-- INSTRUCTION A --
Using the album text on Tagala Talaga, decide whether each statement agrees with it. Answer yes or no for each and quote the deciding words: (i) The album was released in October 1991. (ii) Tagala Talaga is Velasquez's first album from Vicor Music Corporation. (iii) "Buhay Ng Buhay Ko" was composed by Nonong Pedero.

-- SELECTED TEXT --
-- start --

Studio album by Regine Velasquez
- Released: October 1991
- Genre: Pop, OPM
- Length: 32:52
- Language: Tagalog
- Label: Sunshine/Vicor
- Producer: Chito Ilagan (executive) Ronnie Henares Bambi Santos (assistant producer)

Regine Velasquez chronology
| Nineteen 90 (1989) | Tagala Talaga (1991) | Reason Enough (1993) |

Singles from Tagala Talaga
- "Buhay Ng Buhay Ko" Released: October 1991; "Kahit Ika’y Panaginip Lang" Released: November 1991;

= Tagala Talaga =

Tagala Talaga is the third studio album by Filipino singer-actress Regine Velasquez, released in October 1991 by Vicor Records in the Philippines in LP, cassette and CD format. It is her second album from Vicor Music Corporation after Nineteen 90 (1989). The album was produced by her then manager Ronnie Henares and consisted of Velasquez’ renditions of classic Filipino compositions by Freddie Aguilar, Ryan Cayabyab, Willy Cruz and George Canseco among others. The carrier single released is "Buhay Ng Buhay Ko" originally done by the Leah Navarro and composed by Nonong Pedero. The album was certified gold and double platinum by the Philippine Association of the Record Industry (PARI).

-- end --

[Saved data entries]
-- start --

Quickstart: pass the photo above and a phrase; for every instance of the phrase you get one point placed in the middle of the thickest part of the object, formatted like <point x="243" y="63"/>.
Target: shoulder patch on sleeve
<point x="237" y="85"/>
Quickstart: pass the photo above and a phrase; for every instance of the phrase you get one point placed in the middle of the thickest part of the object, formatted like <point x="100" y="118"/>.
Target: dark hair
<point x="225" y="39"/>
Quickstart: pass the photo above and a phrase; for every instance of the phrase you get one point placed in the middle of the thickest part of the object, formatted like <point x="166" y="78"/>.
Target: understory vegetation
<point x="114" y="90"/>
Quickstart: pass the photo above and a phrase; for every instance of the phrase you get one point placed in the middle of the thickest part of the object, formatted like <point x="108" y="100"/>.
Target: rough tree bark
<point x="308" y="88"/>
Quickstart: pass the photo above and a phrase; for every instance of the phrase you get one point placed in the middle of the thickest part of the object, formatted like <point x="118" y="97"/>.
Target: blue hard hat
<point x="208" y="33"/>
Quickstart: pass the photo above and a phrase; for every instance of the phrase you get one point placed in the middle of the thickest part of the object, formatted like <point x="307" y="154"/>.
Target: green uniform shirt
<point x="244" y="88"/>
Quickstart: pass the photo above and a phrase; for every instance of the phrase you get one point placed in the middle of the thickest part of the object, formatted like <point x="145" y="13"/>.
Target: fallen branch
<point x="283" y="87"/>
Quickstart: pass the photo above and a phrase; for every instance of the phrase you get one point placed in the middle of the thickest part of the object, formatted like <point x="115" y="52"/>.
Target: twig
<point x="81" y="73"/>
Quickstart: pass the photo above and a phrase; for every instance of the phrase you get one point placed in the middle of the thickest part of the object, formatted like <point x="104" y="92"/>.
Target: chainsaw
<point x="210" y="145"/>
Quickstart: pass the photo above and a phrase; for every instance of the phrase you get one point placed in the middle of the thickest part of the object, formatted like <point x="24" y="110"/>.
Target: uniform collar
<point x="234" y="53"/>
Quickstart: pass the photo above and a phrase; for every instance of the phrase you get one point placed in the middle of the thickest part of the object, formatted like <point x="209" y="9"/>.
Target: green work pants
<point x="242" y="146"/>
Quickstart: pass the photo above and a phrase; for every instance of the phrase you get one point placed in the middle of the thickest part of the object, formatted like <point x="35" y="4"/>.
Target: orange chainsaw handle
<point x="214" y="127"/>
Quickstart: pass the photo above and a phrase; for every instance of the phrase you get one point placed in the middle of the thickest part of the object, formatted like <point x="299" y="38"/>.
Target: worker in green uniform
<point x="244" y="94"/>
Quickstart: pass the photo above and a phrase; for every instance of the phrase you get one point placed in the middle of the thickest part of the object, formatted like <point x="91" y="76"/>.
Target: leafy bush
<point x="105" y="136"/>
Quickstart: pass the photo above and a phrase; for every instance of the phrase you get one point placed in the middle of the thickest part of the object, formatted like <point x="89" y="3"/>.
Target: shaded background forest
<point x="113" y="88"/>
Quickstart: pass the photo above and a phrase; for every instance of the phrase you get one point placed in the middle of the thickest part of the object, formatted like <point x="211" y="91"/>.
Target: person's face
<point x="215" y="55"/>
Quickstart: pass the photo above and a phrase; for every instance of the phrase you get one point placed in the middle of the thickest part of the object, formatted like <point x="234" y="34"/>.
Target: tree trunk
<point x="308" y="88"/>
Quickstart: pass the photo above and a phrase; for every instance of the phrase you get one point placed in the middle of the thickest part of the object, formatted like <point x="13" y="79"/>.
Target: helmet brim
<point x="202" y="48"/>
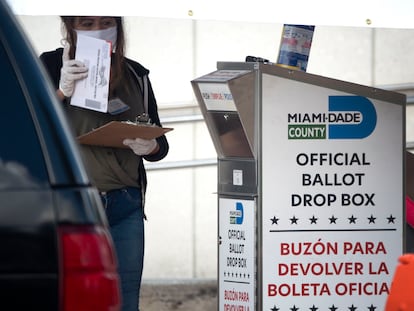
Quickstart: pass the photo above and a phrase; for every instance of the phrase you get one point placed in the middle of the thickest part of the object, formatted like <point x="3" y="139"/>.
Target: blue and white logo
<point x="236" y="216"/>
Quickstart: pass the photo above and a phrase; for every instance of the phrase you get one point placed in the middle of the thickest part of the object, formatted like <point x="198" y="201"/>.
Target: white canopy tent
<point x="357" y="13"/>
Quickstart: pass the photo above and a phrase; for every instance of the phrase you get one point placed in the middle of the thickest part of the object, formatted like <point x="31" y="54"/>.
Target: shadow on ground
<point x="179" y="295"/>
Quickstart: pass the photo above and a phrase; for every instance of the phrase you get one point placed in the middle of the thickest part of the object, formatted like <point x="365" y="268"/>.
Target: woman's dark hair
<point x="117" y="60"/>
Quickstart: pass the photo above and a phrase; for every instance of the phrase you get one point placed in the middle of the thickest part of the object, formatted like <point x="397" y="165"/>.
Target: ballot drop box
<point x="310" y="188"/>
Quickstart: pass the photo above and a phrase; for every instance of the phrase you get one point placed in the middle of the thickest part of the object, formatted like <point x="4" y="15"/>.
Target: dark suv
<point x="55" y="249"/>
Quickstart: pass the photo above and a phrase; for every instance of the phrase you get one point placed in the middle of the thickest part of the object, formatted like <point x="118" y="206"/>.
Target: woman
<point x="118" y="173"/>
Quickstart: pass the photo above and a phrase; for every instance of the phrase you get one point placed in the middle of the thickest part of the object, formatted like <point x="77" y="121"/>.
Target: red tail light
<point x="88" y="270"/>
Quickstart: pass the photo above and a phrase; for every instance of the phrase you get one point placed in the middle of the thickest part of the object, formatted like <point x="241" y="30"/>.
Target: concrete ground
<point x="179" y="295"/>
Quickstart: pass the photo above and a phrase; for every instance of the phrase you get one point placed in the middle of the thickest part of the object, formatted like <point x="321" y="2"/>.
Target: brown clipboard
<point x="113" y="134"/>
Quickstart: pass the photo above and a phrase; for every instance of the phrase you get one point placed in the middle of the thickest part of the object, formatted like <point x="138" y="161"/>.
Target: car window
<point x="21" y="159"/>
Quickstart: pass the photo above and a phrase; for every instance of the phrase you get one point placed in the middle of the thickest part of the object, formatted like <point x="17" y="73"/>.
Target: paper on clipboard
<point x="113" y="134"/>
<point x="92" y="92"/>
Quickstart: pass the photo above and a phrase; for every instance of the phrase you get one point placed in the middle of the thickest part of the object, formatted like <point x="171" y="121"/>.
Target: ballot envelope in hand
<point x="92" y="92"/>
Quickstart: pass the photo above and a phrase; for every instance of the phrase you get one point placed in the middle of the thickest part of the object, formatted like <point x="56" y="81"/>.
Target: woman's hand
<point x="72" y="70"/>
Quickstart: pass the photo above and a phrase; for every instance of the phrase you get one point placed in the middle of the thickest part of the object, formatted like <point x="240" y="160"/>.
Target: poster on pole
<point x="332" y="220"/>
<point x="236" y="254"/>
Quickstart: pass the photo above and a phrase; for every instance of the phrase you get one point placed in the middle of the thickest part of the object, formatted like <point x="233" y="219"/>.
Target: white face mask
<point x="109" y="34"/>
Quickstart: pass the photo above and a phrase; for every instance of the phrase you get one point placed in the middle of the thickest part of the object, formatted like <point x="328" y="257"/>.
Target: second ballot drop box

-- end --

-- INSTRUCTION B --
Identify every line in the entries above that contains the string "tree". Case counts.

-- FINAL RESULT A --
(i) Yes: "released in October 1991 by Vicor Records in the Philippines"
(ii) No: "It is her second album from Vicor Music Corporation after Nineteen 90 (1989)."
(iii) Yes: "composed by Nonong Pedero"

-- FINAL RESULT B --
Target: rough tree bark
Target: tree trunk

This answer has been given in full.